Wie weit sich mit dem Modell auch unterschiedliche Artbildungs-Geschwindigkeiten bei anderen Fischen erklären lassen, untersuchen Forschende der Eawag und der Universität Bern nun unter anderem an der Felchen-Radiation, die seit der letzten Eiszeit in den Alpenrandseen entstanden ist.

Das Altern der Erbinformation

Für die Rekonstruktion von «Evolutionsnetzen» mussten die Autorinnen und Autoren der «Nature»-Studie das Alter der untersuchten Arten und das der ausgetauschten Erbinformation, in erster Linie der Indels, bestimmen.

Gewöhnlich werden Verwandtschaftsbeziehungen durch Ähnlichkeiten der Genomsequenz eruiert. Dieser Ansatz taugt aber bei sehr nahe verwandten Arten wenig. Das Mass für das Alter der Arten lieferte in diesem Fall die IBD (Identity by descent, Identität durch Abstammung): Bei jeder Fortpflanzung werden Teile des Erbguts neu kombiniert. Dadurch werden die Erbgut-Abschnitte, die bei allen Nachkommen noch identisch sind, von Generation zu Generation kürzer. Diese natürliche «Zerfallsrate» der IBD-Abschnitte nutzt die aktuelle Studie für die Altersbestimmung der Buntbarsch-Arten: Je kürzer die identischen Abschnitte, die zwei Arten gemeinsam haben, desto weiter zurück liegt die Trennung dieser Arten.

» AUFGABE
Beantworte zum vorliegenden Text:
1. Welche beiden Institutionen untersuchen die Felchen-Radiation?
2. Wofür steht die Abkürzung IBD?
3. Worauf deutet es hin, wenn die identischen Abschnitte zweier Arten kürzer sind?

Gespeicherte Einträge:
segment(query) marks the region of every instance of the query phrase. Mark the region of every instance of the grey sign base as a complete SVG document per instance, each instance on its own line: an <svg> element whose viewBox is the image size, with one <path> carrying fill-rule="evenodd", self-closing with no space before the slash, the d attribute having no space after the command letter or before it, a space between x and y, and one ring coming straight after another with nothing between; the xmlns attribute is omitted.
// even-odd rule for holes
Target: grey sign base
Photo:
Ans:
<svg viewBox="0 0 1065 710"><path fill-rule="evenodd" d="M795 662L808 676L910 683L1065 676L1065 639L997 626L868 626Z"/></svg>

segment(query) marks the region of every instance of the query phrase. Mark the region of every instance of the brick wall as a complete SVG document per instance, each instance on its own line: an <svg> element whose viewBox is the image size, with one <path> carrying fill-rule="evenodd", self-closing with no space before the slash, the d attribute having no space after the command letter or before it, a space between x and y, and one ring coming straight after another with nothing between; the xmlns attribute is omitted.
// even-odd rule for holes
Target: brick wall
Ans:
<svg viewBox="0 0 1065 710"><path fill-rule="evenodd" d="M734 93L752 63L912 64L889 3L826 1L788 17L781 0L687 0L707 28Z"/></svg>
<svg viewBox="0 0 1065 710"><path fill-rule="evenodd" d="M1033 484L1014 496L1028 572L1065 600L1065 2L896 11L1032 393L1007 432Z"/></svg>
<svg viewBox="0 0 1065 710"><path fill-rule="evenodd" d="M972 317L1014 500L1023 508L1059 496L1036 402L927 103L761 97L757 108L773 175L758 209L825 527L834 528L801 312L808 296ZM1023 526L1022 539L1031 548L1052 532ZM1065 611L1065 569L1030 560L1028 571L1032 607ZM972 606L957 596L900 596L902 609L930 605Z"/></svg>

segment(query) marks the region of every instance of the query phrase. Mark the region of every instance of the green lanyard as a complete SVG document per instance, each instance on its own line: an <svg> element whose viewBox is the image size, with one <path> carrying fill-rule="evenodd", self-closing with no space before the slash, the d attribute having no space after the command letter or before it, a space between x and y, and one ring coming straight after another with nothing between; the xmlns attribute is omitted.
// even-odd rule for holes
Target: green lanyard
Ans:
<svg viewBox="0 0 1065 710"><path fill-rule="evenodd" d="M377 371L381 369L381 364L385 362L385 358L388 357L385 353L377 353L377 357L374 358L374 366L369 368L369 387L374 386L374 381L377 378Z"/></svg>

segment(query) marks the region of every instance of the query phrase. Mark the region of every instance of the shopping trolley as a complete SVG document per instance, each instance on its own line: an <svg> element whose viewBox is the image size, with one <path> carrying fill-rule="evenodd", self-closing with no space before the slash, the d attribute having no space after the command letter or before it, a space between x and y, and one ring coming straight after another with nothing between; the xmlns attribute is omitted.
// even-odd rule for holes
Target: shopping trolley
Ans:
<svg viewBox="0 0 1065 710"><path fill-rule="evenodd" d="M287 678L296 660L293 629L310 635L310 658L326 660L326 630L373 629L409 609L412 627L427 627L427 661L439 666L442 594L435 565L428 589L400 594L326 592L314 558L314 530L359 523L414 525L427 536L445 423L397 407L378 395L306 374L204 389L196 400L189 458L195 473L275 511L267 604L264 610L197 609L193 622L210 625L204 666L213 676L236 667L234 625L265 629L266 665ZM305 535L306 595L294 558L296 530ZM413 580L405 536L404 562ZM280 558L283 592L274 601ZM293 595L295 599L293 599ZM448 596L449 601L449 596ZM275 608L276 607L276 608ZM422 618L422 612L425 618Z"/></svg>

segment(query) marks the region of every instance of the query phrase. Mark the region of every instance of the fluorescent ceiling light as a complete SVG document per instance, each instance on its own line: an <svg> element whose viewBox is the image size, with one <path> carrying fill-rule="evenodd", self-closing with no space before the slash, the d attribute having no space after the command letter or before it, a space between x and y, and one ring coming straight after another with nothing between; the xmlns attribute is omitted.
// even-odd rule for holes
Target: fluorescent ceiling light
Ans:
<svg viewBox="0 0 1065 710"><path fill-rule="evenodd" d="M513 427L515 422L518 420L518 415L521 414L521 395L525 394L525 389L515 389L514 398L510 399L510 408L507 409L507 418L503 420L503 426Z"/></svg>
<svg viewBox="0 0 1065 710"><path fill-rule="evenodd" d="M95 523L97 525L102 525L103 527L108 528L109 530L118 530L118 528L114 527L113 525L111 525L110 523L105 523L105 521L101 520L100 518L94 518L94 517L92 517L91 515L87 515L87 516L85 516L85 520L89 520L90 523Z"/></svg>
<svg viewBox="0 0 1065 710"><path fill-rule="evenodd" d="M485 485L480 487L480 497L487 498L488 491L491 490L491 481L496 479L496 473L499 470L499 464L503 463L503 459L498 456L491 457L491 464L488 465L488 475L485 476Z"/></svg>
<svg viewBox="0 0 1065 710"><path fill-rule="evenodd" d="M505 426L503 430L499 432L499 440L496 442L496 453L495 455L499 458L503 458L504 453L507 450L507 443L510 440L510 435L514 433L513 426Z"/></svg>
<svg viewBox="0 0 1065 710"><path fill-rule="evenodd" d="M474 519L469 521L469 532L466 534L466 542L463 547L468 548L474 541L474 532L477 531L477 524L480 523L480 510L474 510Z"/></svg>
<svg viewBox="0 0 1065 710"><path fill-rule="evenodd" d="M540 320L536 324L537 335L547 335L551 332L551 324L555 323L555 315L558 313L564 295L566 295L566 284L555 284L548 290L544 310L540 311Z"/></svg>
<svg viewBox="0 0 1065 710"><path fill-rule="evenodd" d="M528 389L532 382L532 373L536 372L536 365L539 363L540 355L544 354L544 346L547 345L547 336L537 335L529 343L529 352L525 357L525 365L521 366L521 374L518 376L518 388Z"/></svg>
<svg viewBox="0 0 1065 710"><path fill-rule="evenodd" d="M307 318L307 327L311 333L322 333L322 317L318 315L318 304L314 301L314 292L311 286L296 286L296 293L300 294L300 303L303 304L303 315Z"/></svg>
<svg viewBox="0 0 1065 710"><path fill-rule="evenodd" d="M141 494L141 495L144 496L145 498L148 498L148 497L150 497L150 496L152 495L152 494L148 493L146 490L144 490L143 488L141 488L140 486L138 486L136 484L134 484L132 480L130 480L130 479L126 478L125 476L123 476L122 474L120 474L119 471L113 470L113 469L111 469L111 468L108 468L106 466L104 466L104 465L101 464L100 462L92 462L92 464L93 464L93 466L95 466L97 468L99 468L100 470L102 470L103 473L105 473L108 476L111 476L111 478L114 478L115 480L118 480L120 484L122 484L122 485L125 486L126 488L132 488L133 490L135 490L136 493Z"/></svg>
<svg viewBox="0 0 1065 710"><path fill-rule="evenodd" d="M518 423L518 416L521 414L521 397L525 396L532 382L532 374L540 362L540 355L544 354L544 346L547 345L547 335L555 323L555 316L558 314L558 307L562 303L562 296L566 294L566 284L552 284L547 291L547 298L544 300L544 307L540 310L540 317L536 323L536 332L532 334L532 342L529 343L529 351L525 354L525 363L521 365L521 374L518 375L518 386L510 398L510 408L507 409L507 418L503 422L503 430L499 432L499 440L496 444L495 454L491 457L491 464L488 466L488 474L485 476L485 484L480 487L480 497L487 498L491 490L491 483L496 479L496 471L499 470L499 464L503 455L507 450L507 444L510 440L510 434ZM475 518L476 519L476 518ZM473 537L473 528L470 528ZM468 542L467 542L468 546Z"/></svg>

» LÖSUNG
1. Die Eawag und die Universität Bern.
2. Für „Identity by descent“, also Identität durch Abstammung.
3. Darauf, dass die Trennung dieser Arten weiter zurückliegt.